*WORK INSTRUCTIONS:* All of the entries are to be returned word for word.

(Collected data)

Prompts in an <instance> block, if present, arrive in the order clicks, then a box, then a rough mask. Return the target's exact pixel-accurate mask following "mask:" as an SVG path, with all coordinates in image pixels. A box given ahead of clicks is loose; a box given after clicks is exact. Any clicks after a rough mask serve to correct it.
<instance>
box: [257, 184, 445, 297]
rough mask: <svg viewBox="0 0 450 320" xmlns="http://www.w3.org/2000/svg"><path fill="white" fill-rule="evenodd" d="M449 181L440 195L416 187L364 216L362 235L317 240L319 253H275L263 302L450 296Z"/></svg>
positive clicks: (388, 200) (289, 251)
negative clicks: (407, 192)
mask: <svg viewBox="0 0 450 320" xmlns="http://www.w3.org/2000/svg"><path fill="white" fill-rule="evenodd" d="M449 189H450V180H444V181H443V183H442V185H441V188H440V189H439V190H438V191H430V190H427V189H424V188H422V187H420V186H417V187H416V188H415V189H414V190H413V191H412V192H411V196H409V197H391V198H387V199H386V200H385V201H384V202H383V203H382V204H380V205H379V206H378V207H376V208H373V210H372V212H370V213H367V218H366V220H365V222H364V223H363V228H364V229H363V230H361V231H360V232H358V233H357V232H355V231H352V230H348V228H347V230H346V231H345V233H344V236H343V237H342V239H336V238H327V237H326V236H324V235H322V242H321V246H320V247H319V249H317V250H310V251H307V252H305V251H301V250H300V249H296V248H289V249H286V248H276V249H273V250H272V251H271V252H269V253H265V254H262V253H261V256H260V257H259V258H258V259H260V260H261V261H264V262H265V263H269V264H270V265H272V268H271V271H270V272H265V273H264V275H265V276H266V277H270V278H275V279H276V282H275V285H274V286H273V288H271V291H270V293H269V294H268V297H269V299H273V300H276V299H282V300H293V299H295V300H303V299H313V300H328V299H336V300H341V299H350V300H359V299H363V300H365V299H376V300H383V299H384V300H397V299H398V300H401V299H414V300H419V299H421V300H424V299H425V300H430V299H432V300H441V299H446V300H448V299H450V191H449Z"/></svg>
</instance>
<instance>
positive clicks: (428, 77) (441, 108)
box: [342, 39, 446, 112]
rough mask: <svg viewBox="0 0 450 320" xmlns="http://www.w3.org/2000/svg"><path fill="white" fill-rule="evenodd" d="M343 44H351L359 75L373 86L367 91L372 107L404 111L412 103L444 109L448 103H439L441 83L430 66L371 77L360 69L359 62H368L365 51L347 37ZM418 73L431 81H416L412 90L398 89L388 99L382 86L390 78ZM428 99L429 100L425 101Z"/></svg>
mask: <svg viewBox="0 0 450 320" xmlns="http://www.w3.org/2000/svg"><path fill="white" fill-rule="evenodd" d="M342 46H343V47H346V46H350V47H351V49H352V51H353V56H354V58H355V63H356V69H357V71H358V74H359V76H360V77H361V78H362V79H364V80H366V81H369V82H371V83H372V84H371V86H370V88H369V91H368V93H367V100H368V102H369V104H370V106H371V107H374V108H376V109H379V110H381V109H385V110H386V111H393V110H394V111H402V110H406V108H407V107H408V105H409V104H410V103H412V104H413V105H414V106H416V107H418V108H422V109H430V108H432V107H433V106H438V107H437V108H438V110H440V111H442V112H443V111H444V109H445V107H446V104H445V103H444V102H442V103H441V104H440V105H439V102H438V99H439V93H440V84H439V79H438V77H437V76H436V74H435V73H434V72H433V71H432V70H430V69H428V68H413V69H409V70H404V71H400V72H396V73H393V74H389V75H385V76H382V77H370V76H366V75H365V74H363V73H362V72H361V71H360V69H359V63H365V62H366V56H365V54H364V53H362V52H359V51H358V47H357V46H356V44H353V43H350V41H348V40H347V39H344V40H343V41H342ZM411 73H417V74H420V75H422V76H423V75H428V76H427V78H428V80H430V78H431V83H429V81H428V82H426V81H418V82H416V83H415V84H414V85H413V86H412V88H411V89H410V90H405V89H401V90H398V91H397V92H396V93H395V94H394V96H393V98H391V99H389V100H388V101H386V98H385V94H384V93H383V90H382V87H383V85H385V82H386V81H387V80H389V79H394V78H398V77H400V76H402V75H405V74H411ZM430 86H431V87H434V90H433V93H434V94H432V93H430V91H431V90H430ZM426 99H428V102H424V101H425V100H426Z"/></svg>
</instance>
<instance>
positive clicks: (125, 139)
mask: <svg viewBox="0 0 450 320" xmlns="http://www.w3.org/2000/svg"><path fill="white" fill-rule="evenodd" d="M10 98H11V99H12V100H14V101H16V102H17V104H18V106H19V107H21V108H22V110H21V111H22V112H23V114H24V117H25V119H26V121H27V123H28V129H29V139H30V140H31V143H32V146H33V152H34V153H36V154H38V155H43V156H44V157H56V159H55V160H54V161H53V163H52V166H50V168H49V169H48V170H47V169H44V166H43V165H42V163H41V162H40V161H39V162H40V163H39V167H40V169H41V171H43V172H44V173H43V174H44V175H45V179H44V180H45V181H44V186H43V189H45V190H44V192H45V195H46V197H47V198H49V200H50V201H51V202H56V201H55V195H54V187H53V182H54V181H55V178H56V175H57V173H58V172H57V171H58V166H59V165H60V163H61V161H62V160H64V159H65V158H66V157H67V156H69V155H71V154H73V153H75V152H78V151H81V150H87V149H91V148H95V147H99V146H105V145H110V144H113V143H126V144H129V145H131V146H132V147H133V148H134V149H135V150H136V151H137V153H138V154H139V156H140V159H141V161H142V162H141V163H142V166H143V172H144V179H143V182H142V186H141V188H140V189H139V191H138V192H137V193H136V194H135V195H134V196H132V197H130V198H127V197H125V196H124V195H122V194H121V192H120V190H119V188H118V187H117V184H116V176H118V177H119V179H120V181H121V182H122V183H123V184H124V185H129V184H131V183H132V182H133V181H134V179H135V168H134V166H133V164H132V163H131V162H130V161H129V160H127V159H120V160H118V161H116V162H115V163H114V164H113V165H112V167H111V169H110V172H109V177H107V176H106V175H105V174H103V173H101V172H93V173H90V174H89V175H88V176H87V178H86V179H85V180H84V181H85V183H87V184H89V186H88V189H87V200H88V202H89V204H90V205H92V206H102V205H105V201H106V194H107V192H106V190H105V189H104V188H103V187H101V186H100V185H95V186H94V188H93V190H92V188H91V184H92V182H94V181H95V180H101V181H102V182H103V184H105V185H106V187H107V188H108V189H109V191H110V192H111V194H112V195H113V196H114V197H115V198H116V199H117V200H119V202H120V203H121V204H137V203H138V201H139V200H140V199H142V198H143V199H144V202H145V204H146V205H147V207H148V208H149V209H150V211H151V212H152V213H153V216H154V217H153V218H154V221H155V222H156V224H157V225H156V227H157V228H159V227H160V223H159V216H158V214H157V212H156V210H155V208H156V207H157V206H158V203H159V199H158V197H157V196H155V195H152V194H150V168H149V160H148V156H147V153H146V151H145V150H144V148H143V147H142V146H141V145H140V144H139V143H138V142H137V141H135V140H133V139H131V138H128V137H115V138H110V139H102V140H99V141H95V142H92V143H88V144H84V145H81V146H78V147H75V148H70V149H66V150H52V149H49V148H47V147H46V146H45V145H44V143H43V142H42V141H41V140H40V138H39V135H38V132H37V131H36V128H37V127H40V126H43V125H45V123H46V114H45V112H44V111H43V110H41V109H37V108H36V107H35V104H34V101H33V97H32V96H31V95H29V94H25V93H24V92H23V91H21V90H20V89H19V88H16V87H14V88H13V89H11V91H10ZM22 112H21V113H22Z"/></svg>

*WRITTEN SOLUTION:*
Prompts in an <instance> block, if present, arrive in the order clicks, then a box, then a rough mask. Return the target's exact pixel-accurate mask following "mask:" as an SVG path, with all coordinates in image pixels. A box given ahead of clicks is loose; a box given after clicks is exact. Any clicks after a rough mask serve to correct it.
<instance>
box: [257, 184, 445, 297]
rough mask: <svg viewBox="0 0 450 320" xmlns="http://www.w3.org/2000/svg"><path fill="white" fill-rule="evenodd" d="M449 181L440 195L416 187L364 216L362 235L317 240L319 253H275L263 302L450 296Z"/></svg>
positive clicks: (388, 200) (289, 251)
negative clicks: (407, 192)
mask: <svg viewBox="0 0 450 320" xmlns="http://www.w3.org/2000/svg"><path fill="white" fill-rule="evenodd" d="M449 189H450V180H444V181H443V183H442V185H441V188H440V189H439V190H438V191H430V190H427V189H424V188H422V187H420V186H417V187H416V188H415V189H414V190H413V191H412V192H411V196H409V197H391V198H387V199H386V200H385V201H384V202H383V203H382V204H380V205H379V206H378V207H376V208H373V210H372V212H370V213H367V218H366V220H365V222H364V223H363V228H364V229H363V230H361V231H360V232H358V233H357V232H355V231H352V230H348V228H347V230H346V231H345V233H344V236H343V237H342V239H336V238H327V237H326V236H324V235H322V242H321V246H320V247H319V249H317V250H310V251H307V252H305V251H301V250H300V249H296V248H289V249H286V248H276V249H273V250H272V251H271V252H269V253H265V254H262V253H261V256H260V257H259V258H258V259H260V260H261V261H264V262H265V263H269V264H270V265H272V268H271V271H270V272H265V273H264V275H265V276H266V277H270V278H275V279H276V282H275V285H274V286H273V288H271V291H270V293H269V294H268V297H269V299H273V300H276V299H282V300H293V299H295V300H303V299H313V300H328V299H336V300H341V299H350V300H359V299H363V300H365V299H376V300H383V299H384V300H397V299H398V300H401V299H414V300H419V299H421V300H424V299H425V300H430V299H432V300H441V299H446V300H448V299H450V191H449Z"/></svg>
</instance>
<instance>
positive clicks: (428, 77) (441, 108)
box: [342, 39, 446, 112]
rough mask: <svg viewBox="0 0 450 320" xmlns="http://www.w3.org/2000/svg"><path fill="white" fill-rule="evenodd" d="M343 44H351L359 75L373 86L367 91L372 107L404 111L412 103L444 109L448 103H439L441 83L430 66L371 77L360 69L359 62H368L365 51L347 37ZM418 73L431 81H416L412 90L398 89L388 99L382 86L390 78ZM428 99L429 100L425 101Z"/></svg>
mask: <svg viewBox="0 0 450 320" xmlns="http://www.w3.org/2000/svg"><path fill="white" fill-rule="evenodd" d="M342 46H343V47H346V46H350V47H351V49H352V51H353V56H354V58H355V63H356V69H357V71H358V74H359V76H360V77H361V78H362V79H364V80H366V81H369V82H371V83H372V84H371V86H370V88H369V91H368V93H367V100H368V102H369V104H370V106H371V107H374V108H376V109H379V110H381V109H385V110H386V111H393V110H394V111H402V110H406V108H407V107H408V105H409V104H410V103H412V104H413V105H414V106H416V107H418V108H422V109H430V108H432V107H433V106H438V107H437V108H438V110H440V111H442V112H443V111H444V109H445V107H446V104H445V103H444V102H442V103H441V104H440V105H439V102H438V99H439V93H440V84H439V79H438V77H437V76H436V74H435V73H434V72H433V71H432V70H430V69H428V68H413V69H409V70H404V71H400V72H396V73H393V74H389V75H385V76H382V77H370V76H366V75H365V74H363V73H362V72H361V71H360V69H359V63H365V62H366V56H365V54H364V53H362V52H359V51H358V47H357V46H356V44H353V43H350V41H348V40H347V39H344V40H343V41H342ZM411 73H417V74H420V75H422V76H423V75H428V76H427V78H428V80H430V78H431V83H429V81H428V82H426V81H418V82H416V83H415V84H414V85H413V86H412V88H411V89H410V90H405V89H401V90H398V91H397V92H396V93H395V94H394V96H393V98H391V99H389V100H388V101H386V98H385V94H384V93H383V90H382V87H383V85H385V82H386V81H387V80H389V79H394V78H398V77H400V76H402V75H405V74H411ZM430 86H431V87H434V90H433V93H434V94H432V93H430V91H431V90H430ZM426 99H428V102H424V101H425V100H426Z"/></svg>
</instance>
<instance>
positive clicks: (125, 139)
mask: <svg viewBox="0 0 450 320" xmlns="http://www.w3.org/2000/svg"><path fill="white" fill-rule="evenodd" d="M10 98H11V99H12V100H14V101H16V102H17V104H18V106H19V107H21V108H22V110H21V111H22V112H23V114H24V117H25V119H26V121H27V123H28V129H29V139H30V140H31V143H32V146H33V152H34V153H36V154H38V155H43V156H44V157H56V159H55V160H54V161H53V163H52V166H50V168H49V169H48V170H47V169H44V166H43V165H42V163H41V162H40V161H39V162H40V163H39V167H40V169H41V171H43V172H44V173H43V174H44V175H45V179H44V180H45V181H44V186H43V189H45V190H44V192H45V195H46V197H47V198H49V200H50V201H51V202H56V201H55V195H54V187H53V182H54V181H55V178H56V175H57V173H58V172H57V171H58V166H59V165H60V163H61V161H62V160H64V159H65V158H66V157H67V156H69V155H71V154H73V153H75V152H78V151H81V150H87V149H91V148H95V147H99V146H105V145H110V144H113V143H126V144H129V145H131V146H132V147H133V148H134V149H135V150H136V151H137V153H138V154H139V156H140V159H141V161H142V162H141V163H142V166H143V172H144V179H143V182H142V186H141V188H140V189H139V191H138V192H137V193H136V194H135V195H134V196H132V197H130V198H127V197H125V196H124V195H122V194H121V192H120V190H119V188H118V187H117V184H116V176H118V177H119V179H120V181H121V182H122V183H123V184H124V185H129V184H131V183H132V182H133V181H134V179H135V168H134V166H133V164H132V163H131V162H130V161H129V160H127V159H120V160H118V161H116V162H115V163H114V164H113V165H112V167H111V169H110V172H109V177H107V176H106V175H105V174H103V173H101V172H93V173H90V174H89V175H88V176H87V178H86V179H85V180H84V181H85V183H87V184H89V186H88V189H87V200H88V202H89V204H90V205H92V206H102V205H105V201H106V194H107V192H106V190H105V189H104V188H103V187H101V186H100V185H95V186H94V188H93V190H92V188H91V184H92V182H94V181H95V180H101V181H102V182H103V184H105V185H106V187H107V188H108V189H109V191H110V192H111V194H112V195H113V196H114V197H115V198H116V199H117V200H119V202H120V203H121V204H137V203H138V201H139V200H140V199H142V198H143V199H144V202H145V204H146V205H147V207H148V208H149V209H150V211H151V212H152V213H153V216H154V217H153V218H154V221H155V222H156V224H157V225H156V227H157V228H159V227H160V223H159V216H158V214H157V212H156V210H155V208H156V207H157V206H158V203H159V199H158V197H157V196H155V195H152V194H150V168H149V160H148V156H147V153H146V151H145V150H144V148H143V147H142V146H141V145H140V144H139V143H138V142H137V141H135V140H133V139H131V138H128V137H115V138H110V139H102V140H99V141H95V142H92V143H88V144H84V145H81V146H78V147H75V148H70V149H66V150H52V149H49V148H47V147H46V146H45V145H44V143H43V142H42V141H41V140H40V138H39V135H38V132H37V131H36V128H37V127H40V126H43V125H45V123H46V114H45V112H44V111H43V110H41V109H37V108H36V107H35V104H34V101H33V97H32V96H31V95H29V94H25V93H24V92H23V91H21V90H20V89H19V88H16V87H14V88H13V89H11V91H10ZM22 112H21V113H22Z"/></svg>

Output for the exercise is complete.